─── TASK INPUTS ───

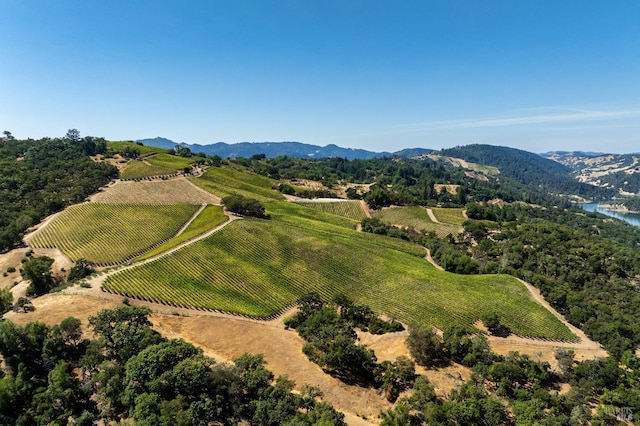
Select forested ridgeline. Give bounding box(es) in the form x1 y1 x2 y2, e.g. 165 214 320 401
0 306 345 426
239 156 576 208
362 203 640 358
440 144 617 201
0 131 118 252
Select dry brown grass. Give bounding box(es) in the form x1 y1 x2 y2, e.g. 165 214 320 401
91 177 220 204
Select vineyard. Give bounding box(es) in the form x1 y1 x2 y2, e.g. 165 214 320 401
135 206 229 261
103 217 576 340
431 207 467 226
28 203 199 266
297 200 367 222
191 167 283 202
92 178 220 204
371 206 462 238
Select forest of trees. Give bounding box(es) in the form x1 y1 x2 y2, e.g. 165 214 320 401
0 306 344 426
0 133 118 252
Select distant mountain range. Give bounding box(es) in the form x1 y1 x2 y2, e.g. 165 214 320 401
137 137 640 198
542 151 640 195
136 137 433 160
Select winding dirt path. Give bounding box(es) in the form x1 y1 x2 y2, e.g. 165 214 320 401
425 248 609 365
80 213 240 292
424 247 444 271
427 207 440 223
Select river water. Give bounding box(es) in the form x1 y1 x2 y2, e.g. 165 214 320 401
579 202 640 226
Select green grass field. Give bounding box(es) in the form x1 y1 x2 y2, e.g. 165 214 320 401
103 211 576 340
107 141 167 156
29 203 199 265
120 161 177 179
191 167 284 202
145 153 198 171
296 200 367 222
371 206 462 238
135 206 229 261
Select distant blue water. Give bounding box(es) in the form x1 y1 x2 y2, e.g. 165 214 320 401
578 202 640 226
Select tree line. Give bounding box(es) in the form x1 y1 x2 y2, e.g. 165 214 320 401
0 129 118 252
0 306 345 426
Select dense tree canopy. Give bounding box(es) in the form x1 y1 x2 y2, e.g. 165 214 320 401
0 306 344 426
0 134 118 251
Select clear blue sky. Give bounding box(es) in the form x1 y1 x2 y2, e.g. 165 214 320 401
0 0 640 152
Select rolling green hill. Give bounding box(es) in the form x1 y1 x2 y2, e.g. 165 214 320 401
104 202 575 340
29 203 199 265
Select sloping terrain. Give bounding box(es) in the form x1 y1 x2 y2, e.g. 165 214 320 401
543 152 640 195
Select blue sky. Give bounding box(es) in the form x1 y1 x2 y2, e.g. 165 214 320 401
0 0 640 152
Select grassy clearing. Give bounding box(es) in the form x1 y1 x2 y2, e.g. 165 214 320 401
145 153 194 170
107 141 167 155
431 207 466 226
104 211 575 340
93 178 220 204
297 200 367 221
29 203 199 265
135 206 229 261
120 161 177 179
371 206 462 238
267 202 425 258
192 167 284 202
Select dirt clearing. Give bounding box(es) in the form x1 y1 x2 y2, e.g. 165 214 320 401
91 177 220 205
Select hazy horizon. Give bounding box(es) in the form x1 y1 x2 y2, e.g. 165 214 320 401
0 0 640 153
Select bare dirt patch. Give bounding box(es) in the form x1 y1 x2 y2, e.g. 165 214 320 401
433 184 460 195
5 294 384 425
90 177 220 205
91 154 129 171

───

§ **GIVEN REQUEST**
Render every line of the data above as a Markdown table with two columns, Row for the row number and Text for the line, skipping any blank lines. Leave the pictures out.

§ **TASK RESPONSE**
| Row | Text |
|---|---|
| 1 | Select forested ridgeline. Give bounding box(es) in the form x1 y1 x2 y2, e.g. 165 214 320 401 |
| 2 | 0 306 345 426 |
| 3 | 239 156 576 208 |
| 4 | 362 203 640 358 |
| 5 | 440 144 617 201 |
| 6 | 0 131 118 252 |
| 7 | Select dry brown grass. Give bounding box(es) in the form x1 y1 x2 y2, e.g. 165 214 320 401 |
| 8 | 91 177 220 204 |
| 9 | Select vineyard. Give bounding box(es) in the form x1 y1 x2 y2, e.g. 165 214 320 401 |
| 10 | 135 206 229 261 |
| 11 | 103 217 576 340 |
| 12 | 431 207 467 226 |
| 13 | 28 203 199 266 |
| 14 | 297 200 367 222 |
| 15 | 191 167 283 202 |
| 16 | 92 178 220 204 |
| 17 | 371 206 462 238 |
| 18 | Select forest of trees. Give bounding box(es) in the form x1 y1 x2 y2, e.g. 165 214 320 401 |
| 19 | 0 306 344 426 |
| 20 | 0 133 118 252 |
| 21 | Select distant mountain range. Give bounding box(es) in the form x1 y1 x2 y2, e.g. 165 214 320 401 |
| 22 | 137 137 640 198 |
| 23 | 542 151 640 195 |
| 24 | 136 137 433 160 |
| 25 | Select winding dirt path. Give bounding box(es) in the form x1 y1 x2 y2, e.g. 165 214 320 401 |
| 26 | 425 248 609 365 |
| 27 | 80 213 240 292 |
| 28 | 424 247 444 271 |
| 29 | 427 207 440 223 |
| 30 | Select river water. Give bounding box(es) in the form x1 y1 x2 y2, e.g. 165 214 320 401 |
| 31 | 579 202 640 226 |
| 32 | Select green grass field. Give bounding box(es) in the form x1 y1 x2 y2, e.g. 165 214 320 401 |
| 33 | 103 211 576 340 |
| 34 | 107 141 167 156 |
| 35 | 29 203 199 265 |
| 36 | 120 161 177 179 |
| 37 | 191 167 284 202 |
| 38 | 145 153 198 171 |
| 39 | 296 200 367 222 |
| 40 | 371 206 462 238 |
| 41 | 135 206 229 261 |
| 42 | Select distant blue water. Give bounding box(es) in the form x1 y1 x2 y2, e.g. 165 214 320 401 |
| 43 | 578 202 640 226 |
| 44 | Select tree line. Give bounding box(es) in the form x1 y1 x2 y2, e.g. 165 214 320 401 |
| 45 | 0 129 118 252 |
| 46 | 0 306 345 426 |
| 47 | Select dense tree canopy. Give bounding box(es) in the form x1 y1 x2 y2, e.g. 165 214 320 401 |
| 48 | 0 306 344 426 |
| 49 | 0 134 118 251 |
| 50 | Select clear blue sky. Give bounding box(es) in the form x1 y1 x2 y2, e.g. 165 214 320 401 |
| 51 | 0 0 640 152 |
| 52 | Select rolling green hill. Give bounding box(es) in the form x1 y1 x2 y2, e.g. 165 214 320 401 |
| 53 | 104 202 575 340 |
| 54 | 29 203 199 265 |
| 55 | Select sloping terrain. Give bounding box(es) in the form x1 y1 x2 y2, e.g. 165 214 320 401 |
| 56 | 543 152 640 195 |
| 57 | Select blue sky. Give bounding box(es) in the form x1 y1 x2 y2, e.g. 165 214 320 401 |
| 58 | 0 0 640 152 |
| 59 | Select grassy clearing. Give bounding box(es) in the form x1 y1 x2 y2, e.g. 165 214 320 401 |
| 60 | 145 153 194 170 |
| 61 | 107 141 167 155 |
| 62 | 431 207 466 226 |
| 63 | 104 211 575 340 |
| 64 | 93 178 220 204 |
| 65 | 297 200 367 221 |
| 66 | 29 203 199 265 |
| 67 | 135 206 229 261 |
| 68 | 120 161 177 179 |
| 69 | 371 206 462 238 |
| 70 | 267 202 425 258 |
| 71 | 192 167 284 202 |
| 72 | Select dirt clearing. Give bounding box(es) in the form x1 y1 x2 y2, e.g. 165 214 320 401 |
| 73 | 91 177 220 205 |
| 74 | Select hazy horizon. Give bounding box(es) in the form x1 y1 x2 y2, e.g. 165 214 320 401 |
| 75 | 0 0 640 153 |
| 76 | Select bare dirt patch. Give bounding box(es) in the form x1 y1 x2 y2, e.g. 165 214 320 401 |
| 77 | 433 184 460 195 |
| 78 | 5 294 384 425 |
| 79 | 90 177 220 205 |
| 80 | 91 154 129 171 |